## SHORT EXERCISE 1
Decide whether each statement agrees with the book column below. For each one, answer yes or no and quote the deciding words from the book column. (a) Inspector Rebus retired in a 2007 novel called Exit Music. (b) Inspector Malcolm Fox first appeared in The Impossible Dead. (c) Fifty Shades of Grey is officially the fastest-selling paperback in history.
## SHORT EXERCISE 2
According to the book column below, which publisher issued The Impossible Dead?
## SHORT EXERCISE 3
Transcribe the part of the book column below starting at "Hopefully, this won’t" and ending at "1980s Scottish nationalism.".

## PAGE
_ _ _ _ _

By Andrew Donaldson for The Times:
Short, sharp guidance and observations from a journalist with attitude
IF YOU READ ONE BOOK THIS WEEK
The Impossible Dead by Ian Rankin (Orion), R115
Publishing chatter has it that Rankin is considering the return of Inspector Rebus, retired with 2007′s Exit Music but arguably still Tartan Noir’s greatest detective.
Hopefully, this won’t be at the expense of Inspector Malcolm Fox, who made his debut with 2009′s The Complaints. He’s less of a maverick than Rebus, but he’s starting to grow on readers. This, the second in the series, and just out in paperback, sees Fox and his internal affairs team’s investigation into a complaint of sexual impropriety against a policeman soon develop into a murder case that harks back to the violence of 1980s Scottish nationalism.
Women are getting beaten, bound and gagged all over the suburbs. Or so we’re led to believe, thanks to the phenomenal success of EL James’s Fifty Shades of Grey, which is now officially the fastest-selling paperback in history.

_ _ _ _ _

## RECORDS SHOWN
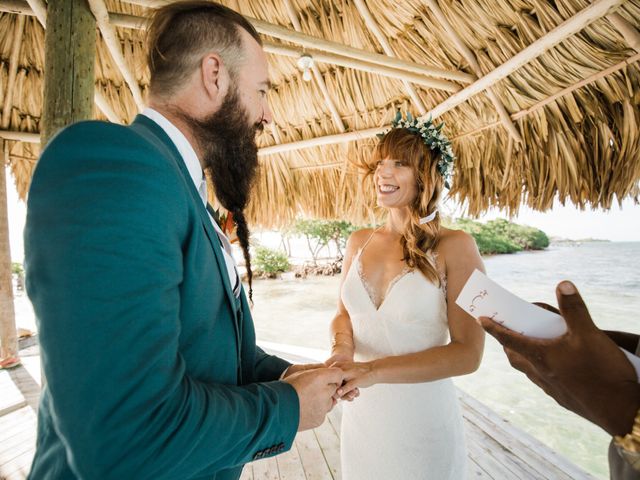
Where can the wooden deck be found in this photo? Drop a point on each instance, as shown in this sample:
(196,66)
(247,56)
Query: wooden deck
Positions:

_ _ _ _ _

## EXERCISE ANSWER 1
(a) Yes: "retired with 2007′s Exit Music"
(b) No: "made his debut with 2009′s The Complaints"
(c) Yes: "now officially the fastest-selling paperback in history"

## EXERCISE ANSWER 2
Orion

## EXERCISE ANSWER 3
Hopefully, this won’t be at the expense of Inspector Malcolm Fox, who made his debut with 2009′s The Complaints. He’s less of a maverick than Rebus, but he’s starting to grow on readers. This, the second in the series, and just out in paperback, sees Fox and his internal affairs team’s investigation into a complaint of sexual impropriety against a policeman soon develop into a murder case that harks back to the violence of 1980s Scottish nationalism.